Segmentation mask data:
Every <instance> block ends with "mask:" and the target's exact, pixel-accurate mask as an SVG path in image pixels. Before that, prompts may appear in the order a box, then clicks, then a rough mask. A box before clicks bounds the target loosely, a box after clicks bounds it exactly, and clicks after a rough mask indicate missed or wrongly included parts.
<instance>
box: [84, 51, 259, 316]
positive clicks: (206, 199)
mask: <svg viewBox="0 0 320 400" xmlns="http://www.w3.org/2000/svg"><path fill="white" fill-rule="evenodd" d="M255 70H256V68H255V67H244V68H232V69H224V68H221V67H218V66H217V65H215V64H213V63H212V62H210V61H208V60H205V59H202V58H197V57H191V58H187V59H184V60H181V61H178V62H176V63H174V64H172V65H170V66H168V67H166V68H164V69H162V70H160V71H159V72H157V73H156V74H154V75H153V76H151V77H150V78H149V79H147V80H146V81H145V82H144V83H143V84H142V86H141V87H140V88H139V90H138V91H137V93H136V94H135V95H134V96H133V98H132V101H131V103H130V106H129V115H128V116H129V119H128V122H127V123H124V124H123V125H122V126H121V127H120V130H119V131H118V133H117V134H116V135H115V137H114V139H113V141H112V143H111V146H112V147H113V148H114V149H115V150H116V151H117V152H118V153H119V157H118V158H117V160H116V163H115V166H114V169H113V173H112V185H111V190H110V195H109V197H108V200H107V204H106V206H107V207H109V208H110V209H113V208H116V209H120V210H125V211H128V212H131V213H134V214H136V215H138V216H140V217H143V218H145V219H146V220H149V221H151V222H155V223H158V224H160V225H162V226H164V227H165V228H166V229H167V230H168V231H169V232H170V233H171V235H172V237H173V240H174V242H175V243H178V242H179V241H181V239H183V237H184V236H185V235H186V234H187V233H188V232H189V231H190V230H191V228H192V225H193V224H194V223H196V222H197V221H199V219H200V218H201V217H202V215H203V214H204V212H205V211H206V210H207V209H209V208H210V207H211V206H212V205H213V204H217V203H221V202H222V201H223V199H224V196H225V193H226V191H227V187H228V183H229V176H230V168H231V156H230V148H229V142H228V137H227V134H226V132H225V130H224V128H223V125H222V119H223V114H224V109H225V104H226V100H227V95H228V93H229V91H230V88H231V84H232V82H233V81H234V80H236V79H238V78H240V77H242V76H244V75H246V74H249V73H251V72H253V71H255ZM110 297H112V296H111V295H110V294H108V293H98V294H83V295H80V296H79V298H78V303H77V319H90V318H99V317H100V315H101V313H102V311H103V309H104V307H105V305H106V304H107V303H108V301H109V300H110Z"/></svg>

**Written task**. Convert every line of the rows above into a JSON list of strings, one string per line, omitting blank lines.

**Response to the exercise**.
[
  "Every <instance> block ends with \"mask:\" and the target's exact, pixel-accurate mask as an SVG path in image pixels. Before that, prompts may appear in the order a box, then clicks, then a rough mask. A box before clicks bounds the target loosely, a box after clicks bounds it exactly, and clicks after a rough mask indicate missed or wrongly included parts.",
  "<instance>",
  "box: [84, 51, 259, 316]",
  "positive clicks: (206, 199)",
  "mask: <svg viewBox=\"0 0 320 400\" xmlns=\"http://www.w3.org/2000/svg\"><path fill=\"white\" fill-rule=\"evenodd\" d=\"M255 70H256V68H255V67H244V68H232V69H224V68H221V67H218V66H217V65H215V64H213V63H212V62H210V61H208V60H205V59H202V58H197V57H191V58H187V59H184V60H181V61H178V62H176V63H174V64H172V65H170V66H168V67H166V68H164V69H162V70H160V71H159V72H157V73H156V74H154V75H153V76H151V77H150V78H149V79H147V80H146V81H145V82H144V83H143V84H142V86H141V87H140V88H139V90H138V91H137V93H136V94H135V95H134V96H133V98H132V101H131V103H130V106H129V115H128V116H129V119H128V122H127V123H124V124H123V125H122V126H121V127H120V130H119V131H118V133H117V134H116V135H115V137H114V139H113V141H112V143H111V146H112V147H113V148H114V149H115V150H116V151H117V152H118V153H119V157H118V158H117V160H116V163H115V166H114V169H113V173H112V185H111V190H110V195H109V197H108V200H107V204H106V206H107V207H109V208H110V209H113V208H116V209H120V210H125V211H128V212H131V213H134V214H136V215H138V216H140V217H143V218H145V219H146V220H149V221H151V222H155V223H158V224H160V225H162V226H164V227H165V228H166V229H167V230H168V231H169V232H170V233H171V235H172V237H173V240H174V242H175V243H178V242H179V241H181V239H183V237H184V236H185V235H186V234H187V233H188V232H189V231H190V230H191V228H192V225H193V224H194V223H196V222H197V221H199V219H200V218H201V217H202V215H203V214H204V212H205V211H206V210H207V209H209V208H210V207H211V206H212V205H213V204H217V203H221V202H222V201H223V199H224V196H225V193H226V191H227V187H228V183H229V176H230V168H231V156H230V148H229V142H228V137H227V134H226V132H225V130H224V128H223V125H222V119H223V114H224V109H225V104H226V100H227V95H228V93H229V91H230V88H231V84H232V82H233V81H234V80H236V79H238V78H240V77H242V76H244V75H246V74H249V73H251V72H253V71H255ZM110 297H112V296H111V295H110V294H108V293H98V294H83V295H80V296H79V298H78V303H77V319H90V318H99V317H100V315H101V313H102V311H103V309H104V307H105V305H106V304H107V303H108V301H109V300H110Z\"/></svg>"
]